- Your objective -
Every record listed below should be copied exactly.
---- Data records
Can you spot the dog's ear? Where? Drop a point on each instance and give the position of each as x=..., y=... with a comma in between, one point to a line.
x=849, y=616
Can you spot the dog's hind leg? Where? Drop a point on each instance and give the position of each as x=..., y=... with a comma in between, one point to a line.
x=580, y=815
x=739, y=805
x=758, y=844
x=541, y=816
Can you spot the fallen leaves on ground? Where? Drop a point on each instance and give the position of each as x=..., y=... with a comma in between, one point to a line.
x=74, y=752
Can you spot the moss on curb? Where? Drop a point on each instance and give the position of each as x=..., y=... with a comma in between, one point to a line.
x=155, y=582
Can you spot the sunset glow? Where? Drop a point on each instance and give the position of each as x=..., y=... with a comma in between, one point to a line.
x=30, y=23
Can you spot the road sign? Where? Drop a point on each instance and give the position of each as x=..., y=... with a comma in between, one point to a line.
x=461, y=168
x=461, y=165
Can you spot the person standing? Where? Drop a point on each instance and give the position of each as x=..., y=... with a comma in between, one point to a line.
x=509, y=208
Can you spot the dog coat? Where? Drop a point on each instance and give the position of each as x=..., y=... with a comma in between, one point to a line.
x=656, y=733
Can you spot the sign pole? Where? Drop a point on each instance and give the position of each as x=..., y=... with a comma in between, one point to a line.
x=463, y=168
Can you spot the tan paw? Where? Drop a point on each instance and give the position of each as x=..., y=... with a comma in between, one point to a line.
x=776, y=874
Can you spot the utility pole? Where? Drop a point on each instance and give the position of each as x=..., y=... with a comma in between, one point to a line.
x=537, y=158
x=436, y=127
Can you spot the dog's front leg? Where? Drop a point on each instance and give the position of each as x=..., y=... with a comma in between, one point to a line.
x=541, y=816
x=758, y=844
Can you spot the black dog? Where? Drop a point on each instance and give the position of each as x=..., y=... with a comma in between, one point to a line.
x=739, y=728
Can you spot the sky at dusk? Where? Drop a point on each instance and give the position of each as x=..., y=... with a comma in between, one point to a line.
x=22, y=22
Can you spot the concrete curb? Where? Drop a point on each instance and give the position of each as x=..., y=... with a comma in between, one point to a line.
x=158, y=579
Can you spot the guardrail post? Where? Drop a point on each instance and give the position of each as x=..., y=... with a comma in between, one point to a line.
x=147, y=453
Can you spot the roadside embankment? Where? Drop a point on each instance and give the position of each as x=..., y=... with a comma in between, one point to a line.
--------
- Result of this task -
Can you spot the dog's ear? Where? Drop a point on each instance and give the position of each as x=..., y=... with a comma in between, one point to a line.
x=849, y=616
Can you spot the dog's hind leg? Where? Drop a point on each instance and give the position of each as x=..., y=... with a comma in between, one point to a line.
x=580, y=815
x=739, y=805
x=758, y=844
x=541, y=816
Can you spot the fallen leaves on ground? Where? Drop a point on each instance and give the position of each as x=..., y=... with a comma in between, one point to a line.
x=74, y=752
Can you spot the moss on curb? Where? Drop a point on each instance and give the position of each as x=..., y=... with a comma in between, one point to a line.
x=155, y=582
Can you spot the sunset glow? Where? Drop a point on each instance and give the position of each as x=..., y=... with a comma in between, one point to a line.
x=30, y=23
Can you spot the road sign? Where? Drop a point on each instance and give the position of each as x=..., y=... with a comma in between, one point to a line.
x=461, y=168
x=461, y=165
Can you spot the person standing? Where? Drop a point on each instance and give the position of each as x=..., y=... with a comma in between, one point to a line.
x=509, y=208
Can you spot the dog coat? Where? Drop a point on each instance and give the position of each as x=..., y=... with a comma in between, one point to a line.
x=656, y=733
Can you spot the sign pole? Where? Drop a point on each instance and give the position of each as x=..., y=... with a comma in between, one point to a line.
x=463, y=168
Can you spot the tan paw? Where? Drop a point on each instance and give the position of each as x=..., y=... with a comma in between, one point to a line.
x=776, y=874
Can you spot the utility pole? Where? Drop a point on each instance and give the position of each as x=..., y=... with a comma in between, one point to a line.
x=537, y=158
x=436, y=127
Can you spot the dog's front leg? Where? Drop a point on each instance and give the position of each as x=..., y=... with a comma in between, one point to a line.
x=541, y=816
x=758, y=844
Can you spot the black dog? Where? Drop a point on each instance and give the position of each as x=..., y=... with a comma in between, one point to a line.
x=739, y=728
Can you spot the sky at dusk? Where? Drop a point on each instance and give the position of each as x=..., y=... with a comma in between, one point to a line.
x=22, y=22
Can you spot the concrete curb? Where? Drop a point on each instance and give the position of each as x=..., y=... with a comma in between, one point to a line.
x=158, y=579
Can you spot the guardrail post? Where? Drop a point on each instance and give the position of each as x=..., y=... with a comma in between, one point to a line.
x=147, y=453
Can you spot the roadside embankment? Where? Drop a point on each instance and give the position of each as x=..., y=... with a comma in between, one point to a line.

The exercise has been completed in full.